--- start ---

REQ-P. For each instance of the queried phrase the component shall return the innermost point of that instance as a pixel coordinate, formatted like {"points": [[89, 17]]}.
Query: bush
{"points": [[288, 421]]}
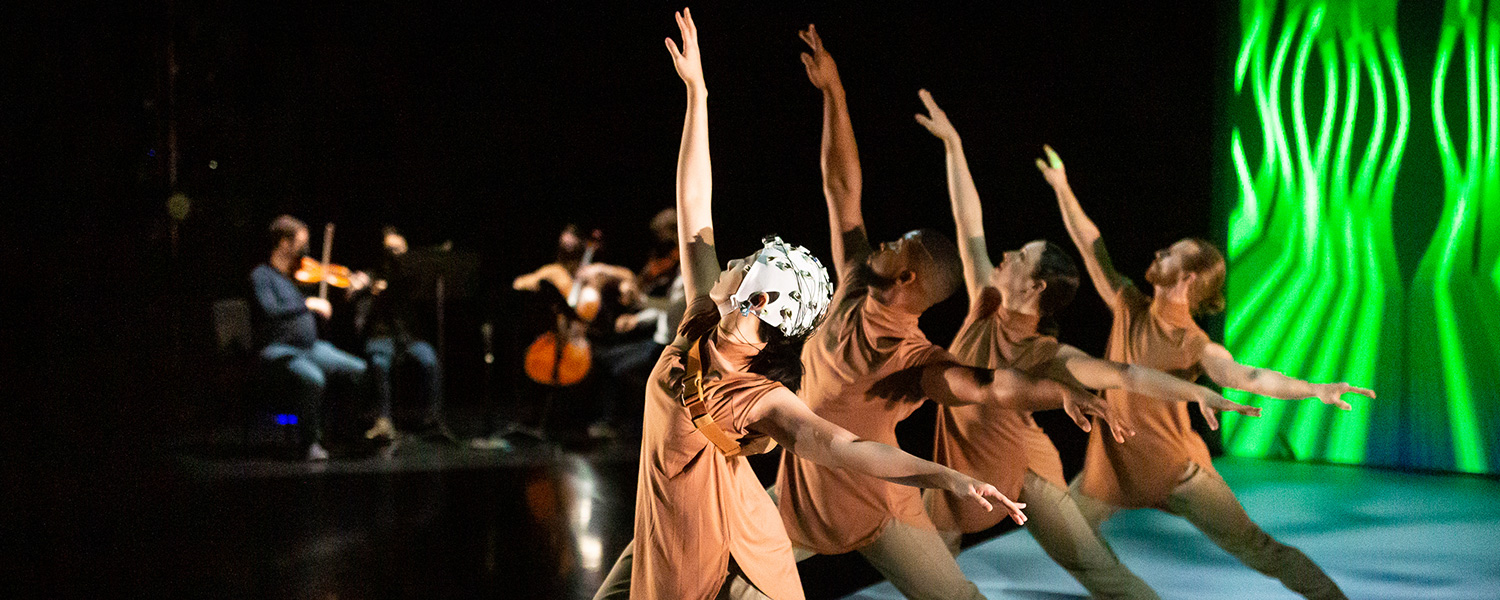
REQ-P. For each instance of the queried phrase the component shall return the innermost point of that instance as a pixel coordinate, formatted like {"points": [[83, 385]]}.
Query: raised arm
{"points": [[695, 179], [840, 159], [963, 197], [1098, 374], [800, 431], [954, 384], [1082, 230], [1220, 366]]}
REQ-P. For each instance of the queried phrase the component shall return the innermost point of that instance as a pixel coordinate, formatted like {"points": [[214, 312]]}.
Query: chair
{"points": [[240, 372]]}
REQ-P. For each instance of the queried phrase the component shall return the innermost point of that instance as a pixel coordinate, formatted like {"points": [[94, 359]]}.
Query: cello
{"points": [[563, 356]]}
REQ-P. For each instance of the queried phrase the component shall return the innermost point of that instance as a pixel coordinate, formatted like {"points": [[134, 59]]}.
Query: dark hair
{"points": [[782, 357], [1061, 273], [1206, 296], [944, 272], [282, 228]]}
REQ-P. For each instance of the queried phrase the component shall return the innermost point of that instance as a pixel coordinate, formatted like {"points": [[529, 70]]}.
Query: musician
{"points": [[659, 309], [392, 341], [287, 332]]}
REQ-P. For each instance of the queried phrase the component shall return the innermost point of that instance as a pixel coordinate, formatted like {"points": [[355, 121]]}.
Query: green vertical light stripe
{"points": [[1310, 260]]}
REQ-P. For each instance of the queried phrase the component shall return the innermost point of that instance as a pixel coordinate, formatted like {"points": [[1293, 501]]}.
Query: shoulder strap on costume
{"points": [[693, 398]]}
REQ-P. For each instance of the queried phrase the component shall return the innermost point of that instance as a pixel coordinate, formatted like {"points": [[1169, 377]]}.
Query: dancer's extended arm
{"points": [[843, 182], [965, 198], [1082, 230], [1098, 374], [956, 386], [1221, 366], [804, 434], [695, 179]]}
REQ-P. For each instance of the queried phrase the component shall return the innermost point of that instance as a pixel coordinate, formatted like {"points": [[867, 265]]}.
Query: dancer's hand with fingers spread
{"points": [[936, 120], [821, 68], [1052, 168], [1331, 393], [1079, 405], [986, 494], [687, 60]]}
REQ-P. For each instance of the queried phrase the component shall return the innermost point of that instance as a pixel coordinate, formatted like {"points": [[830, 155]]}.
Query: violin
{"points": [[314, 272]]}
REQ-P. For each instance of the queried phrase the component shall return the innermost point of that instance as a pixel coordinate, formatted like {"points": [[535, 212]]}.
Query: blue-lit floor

--- end ---

Quote every record above exactly, omitting any pictures they contain.

REQ-P. For each instance of the queried phrase the component shall return the innermost point of that instance as a pixel coordinate, formatted like {"points": [[89, 17]]}.
Query: bush
{"points": [[288, 421]]}
REQ-P. For each instance of the queried phrase the component shall return the innermost point of that instance as a pixel coordinate, formatted like {"points": [[83, 385]]}.
Query: raised arm
{"points": [[695, 179], [840, 159], [963, 197], [1098, 374], [800, 431], [954, 384], [1082, 230], [1220, 366]]}
REQ-P. For each instance of the queried phrase the component shall return the innermost point of that instance as a pixel coordinate, formatted like {"points": [[214, 312]]}.
Query: chair
{"points": [[240, 372]]}
REQ-P. For each instance of the queried phrase the component shall return the innermost point of that instance as a pixel coordinate, formatted like {"points": [[94, 359]]}.
Query: cello
{"points": [[563, 356]]}
REQ-P. For each instance of the queried phrase the component shall return the innermost point of that instance as a pixel coordinate, formatted like {"points": [[134, 59]]}.
Query: dark hair
{"points": [[782, 357], [1061, 273], [1206, 296], [944, 272], [282, 228]]}
REQ-P. For each instance of the queried phrase the component shall return the innermost point of that instance as a pixel coordinate, formatted like {"points": [[529, 70]]}.
Query: musician
{"points": [[659, 309], [392, 341], [287, 332]]}
REQ-P. For each instance of the queried phrase the component shall return the innermost point of that instance as a pixel coordinate, formatted like {"points": [[355, 121]]}.
Query: green vertical light stripe
{"points": [[1310, 260]]}
REQ-P. For each instance of the queried phrase the component shall return the innermost point of that instance as a pixel coordinate, formatted like {"points": [[1293, 501]]}.
Query: shoulder strap on costume
{"points": [[693, 398]]}
REQ-P. For each instance of the queried phrase the component shall return the innermost point of that instance as a pixel coordinate, formatted like {"points": [[1169, 377]]}.
Query: dancer's extended arm
{"points": [[843, 182], [965, 198], [1082, 230], [1098, 374], [956, 386], [1221, 366], [804, 434], [695, 179]]}
REQ-P. For each instance of the queried phrase the component shall return the innermost point of that instance as a pixel coordinate, formatted like {"points": [[867, 265]]}.
Query: dancer's hand with fingers spread
{"points": [[936, 120], [821, 68], [1052, 168], [1331, 393], [1079, 405], [986, 494], [687, 60]]}
REQ-P. For each instance of the queried phrase the component shall return the innermost point of that instance as a pixel coordinate, formatted like {"points": [[830, 155]]}.
Query: violin
{"points": [[314, 272]]}
REQ-P. For each instance of the queried phrase the component shall return the innermost point of that instance as a pixel coordinate, formatted like {"points": [[535, 212]]}.
Query: blue-lit floor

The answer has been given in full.